# GIVEN REQUEST
Copy each of the entries below word for word, leaving every line unchanged.
▼▼▼
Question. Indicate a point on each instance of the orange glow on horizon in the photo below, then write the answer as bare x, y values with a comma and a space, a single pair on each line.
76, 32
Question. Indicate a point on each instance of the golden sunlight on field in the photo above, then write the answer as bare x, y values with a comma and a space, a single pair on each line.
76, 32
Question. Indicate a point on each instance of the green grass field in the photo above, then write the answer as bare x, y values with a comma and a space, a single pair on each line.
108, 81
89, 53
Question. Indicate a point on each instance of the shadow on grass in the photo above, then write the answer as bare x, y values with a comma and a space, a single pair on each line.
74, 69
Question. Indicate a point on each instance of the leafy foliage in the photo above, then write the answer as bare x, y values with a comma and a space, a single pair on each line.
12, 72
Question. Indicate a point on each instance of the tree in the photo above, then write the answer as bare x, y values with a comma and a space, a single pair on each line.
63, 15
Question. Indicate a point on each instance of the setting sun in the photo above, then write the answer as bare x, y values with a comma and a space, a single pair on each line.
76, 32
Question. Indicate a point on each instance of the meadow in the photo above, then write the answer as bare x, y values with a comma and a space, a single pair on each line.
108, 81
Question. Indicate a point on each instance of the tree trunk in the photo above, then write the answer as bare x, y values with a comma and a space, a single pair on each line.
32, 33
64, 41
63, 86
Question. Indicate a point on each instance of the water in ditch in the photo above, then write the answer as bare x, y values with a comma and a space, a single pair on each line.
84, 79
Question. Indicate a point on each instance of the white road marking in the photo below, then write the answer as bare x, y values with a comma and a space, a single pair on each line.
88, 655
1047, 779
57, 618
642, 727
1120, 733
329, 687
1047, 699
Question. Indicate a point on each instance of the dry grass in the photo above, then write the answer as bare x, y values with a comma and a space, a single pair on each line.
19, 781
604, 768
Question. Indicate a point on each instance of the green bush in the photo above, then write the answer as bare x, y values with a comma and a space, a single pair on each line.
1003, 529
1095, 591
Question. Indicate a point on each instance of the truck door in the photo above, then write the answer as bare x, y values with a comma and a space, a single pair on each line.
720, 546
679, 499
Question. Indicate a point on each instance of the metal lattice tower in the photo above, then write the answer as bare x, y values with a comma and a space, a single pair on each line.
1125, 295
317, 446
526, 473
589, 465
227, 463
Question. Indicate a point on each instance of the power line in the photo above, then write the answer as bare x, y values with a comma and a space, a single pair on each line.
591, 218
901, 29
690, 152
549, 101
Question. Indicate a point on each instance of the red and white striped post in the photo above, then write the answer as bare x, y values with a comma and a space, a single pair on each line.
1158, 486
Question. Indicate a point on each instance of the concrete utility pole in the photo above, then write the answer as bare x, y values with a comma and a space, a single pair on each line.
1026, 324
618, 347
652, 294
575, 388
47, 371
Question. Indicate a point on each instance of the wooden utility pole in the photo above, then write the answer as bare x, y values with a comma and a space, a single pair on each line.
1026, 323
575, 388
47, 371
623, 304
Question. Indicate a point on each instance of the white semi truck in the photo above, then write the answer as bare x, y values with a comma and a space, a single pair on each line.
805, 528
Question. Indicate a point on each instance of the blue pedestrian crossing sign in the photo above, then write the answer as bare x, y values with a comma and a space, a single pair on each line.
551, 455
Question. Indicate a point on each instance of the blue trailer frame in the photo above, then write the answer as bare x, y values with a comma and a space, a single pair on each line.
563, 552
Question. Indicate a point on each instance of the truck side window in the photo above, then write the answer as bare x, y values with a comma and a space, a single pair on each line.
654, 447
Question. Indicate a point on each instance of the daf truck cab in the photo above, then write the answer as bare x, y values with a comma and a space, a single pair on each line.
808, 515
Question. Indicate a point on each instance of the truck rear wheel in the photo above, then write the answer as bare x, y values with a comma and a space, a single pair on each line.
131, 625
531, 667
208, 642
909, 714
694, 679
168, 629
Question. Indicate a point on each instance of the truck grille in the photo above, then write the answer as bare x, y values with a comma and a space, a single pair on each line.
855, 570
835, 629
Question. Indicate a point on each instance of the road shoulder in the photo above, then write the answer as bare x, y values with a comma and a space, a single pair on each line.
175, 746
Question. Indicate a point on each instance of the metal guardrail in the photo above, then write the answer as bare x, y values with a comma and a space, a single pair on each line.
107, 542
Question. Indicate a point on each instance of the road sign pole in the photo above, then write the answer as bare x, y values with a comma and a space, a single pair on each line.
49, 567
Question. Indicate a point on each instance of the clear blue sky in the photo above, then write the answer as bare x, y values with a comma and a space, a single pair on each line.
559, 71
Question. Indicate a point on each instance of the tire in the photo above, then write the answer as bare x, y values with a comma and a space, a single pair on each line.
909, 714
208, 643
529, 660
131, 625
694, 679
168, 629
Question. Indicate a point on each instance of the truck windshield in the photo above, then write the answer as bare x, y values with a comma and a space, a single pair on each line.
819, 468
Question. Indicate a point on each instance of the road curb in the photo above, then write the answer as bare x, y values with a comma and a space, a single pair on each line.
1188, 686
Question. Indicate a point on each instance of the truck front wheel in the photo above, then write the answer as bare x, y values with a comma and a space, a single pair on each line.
▲▲▲
# RESULT
Question. Indicate a point on each instance of the orange glow on horizon in the photo below, then write the answer as bare x, y values with a comma and a space, a single pair on each line.
76, 32
Question. Indicate a point on each instance of the golden sunlight on field in the photo above, then write the answer as bare x, y values with a comma and a space, a single pair on each line.
76, 32
Question. Indicate a point on each instance of the green grass field in the photo above, then write the answer as bare x, y values with a comma and a space, a single pair on each line.
108, 81
89, 53
Question. Indicate a point on each instance of the shadow on grass in the photo above, then write the answer as bare x, y values with a comma and a space, a single pair on each line.
74, 69
Question. Indicate a point on each instance of the leafy foliage in the photo above, then write the answer as bare x, y values with a comma and a space, a single pair on each line.
12, 72
Question. Indicate a point on each instance of the tree in the photo above, then write the answer as bare x, y values with a comma and a space, a single pair on each line.
63, 15
Question. Indicate a point on each instance of the setting sun in the photo above, then write the answer as bare x, y values with a comma and a space, a single pair on each line.
76, 32
Question. Indicate a point on each instance of the meadow in the photo above, then write the answer as bare x, y values with a comma and a space, a single pair on each line.
108, 81
Question. Indicate a point on each instance of the tree trunk in the photo above, then write the answer as bare x, y values with a comma and a space, a single pair on each line.
32, 33
64, 41
63, 86
Question. Indicate a point on each instance of the water in ditch in the photo above, then write the answer as bare x, y values with a comma and a space, a single pair on each line.
84, 79
Question. Indicate a point on each instance of the white road marking in the photo below, then write the answer as bare x, y values with a comma and a space, a single pair on each line.
88, 655
1047, 779
57, 618
642, 727
1120, 733
329, 687
1047, 699
Question. Indicate a point on each instance of the dry grass in the photo above, then write the answer as bare x, y values with a comma and a space, a single pair on each line.
19, 781
604, 768
Question. Indicate a point on each instance of the green bush in the photo above, then write the answer as bare x, y values with a comma and a space, a single pair on each line.
1003, 529
1095, 591
Question. Indicate a point on each instance of the truck door in the photo above, then write the answer as bare x, y values with a comma and a space, a single pair on each line.
720, 546
679, 499
Question. Indicate a point on each instance of the metal lattice tower in the photo above, then write the answer as bare x, y values with a comma and a space, a single pair on each line.
1125, 295
317, 446
526, 473
589, 465
227, 463
Question. Indicate a point on each instance of the power line in the photo above, then write the answer as bare x, y values with a comma and a space, a single pair on each line.
591, 218
901, 29
690, 152
549, 101
Question. Indicate a point on each instance of the red and white striped post in the photo above, then write the answer as bare x, y values with a comma and a space, a single pair on each line.
1158, 486
Question. Indicate a point on each instance of the concrete utility pole in the photo above, then write the answer as bare x, y values with a comma and a space, a single pair on each line.
1026, 324
618, 347
652, 294
575, 388
47, 371
Question. Indicate a point on each instance of the wooden utility pole in the photo above, then write the answer as bare x, y values with a comma and a space, a single pair on each line.
1026, 323
575, 388
47, 371
623, 304
Question. Indicate a point on each instance of the white semi truck in the photo above, then write the answer as bare x, y values with a comma and a space, a single pair on each line.
805, 528
Question. Indicate a point on each instance of the blue pedestrian crossing sign in the photo above, then write the answer as bare x, y values with a comma and a space, a single pair on each line.
551, 455
Question. Indicate a point on each instance of the blue trailer frame in the photo above, then write the answer as bare x, y values with a comma and a space, a single pair on each line.
563, 552
Question. Indicate a point on each instance of the truck side window in the photo above, then write the answer as bare x, y values with a comma and a space, a single pair on each line.
654, 447
Question. Indicate a point on each instance of the daf truck cab in the photo above, then write the answer as bare x, y values with a comma and a space, a single pair on each line.
808, 515
Question. Indicate a point on each instance of the truck rear wheel in the photo above, then write the answer as bare x, y values with a comma and a space, a single pair on each line.
131, 625
531, 667
208, 642
909, 714
694, 679
168, 629
Question. Indicate a point on each instance of the truck grille in the photo above, then write the answer as bare x, y values with a comma and a space, a single pair on each line.
855, 570
835, 629
Question. Indicate a point on each instance of the road shoulder in the photo above, then write the answer as bare x, y values with a comma and a space, a single pair on each line.
175, 746
Question. Indicate a point on each instance of the metal guardrail in the photo above, then write the answer as bare x, y values with a comma and a space, a single pair on each line.
107, 542
Question. Indicate a point on each instance of the road sign pole in the photo above, then write the answer as bare x, y values with a comma and a space, a single pair on each line.
49, 567
Question. Indicate a point on each instance of the clear blue sky in the photo above, then write the answer as bare x, y values with a comma and a space, a single pair on each line.
559, 71
Question. Indicate a point on each instance of the tire in the photo above, then write the answer as bare x, y values with a comma and a space, a single pair on each line.
909, 714
208, 643
529, 660
131, 625
694, 679
168, 629
Question. Indicate a point on each instance of the truck windshield in the photo above, then write the answer as bare x, y values with a comma and a space, a single pair on each line.
819, 468
Question. Indicate a point on each instance of the road curb in the photo above, then write the answer as bare x, y values with a comma and a space, a single pair on each line.
1188, 686
Question. Indicate a point on each instance of the truck front wheel in the photo above, then write the answer as bare x, y values with a comma and a space, a single pair on each line.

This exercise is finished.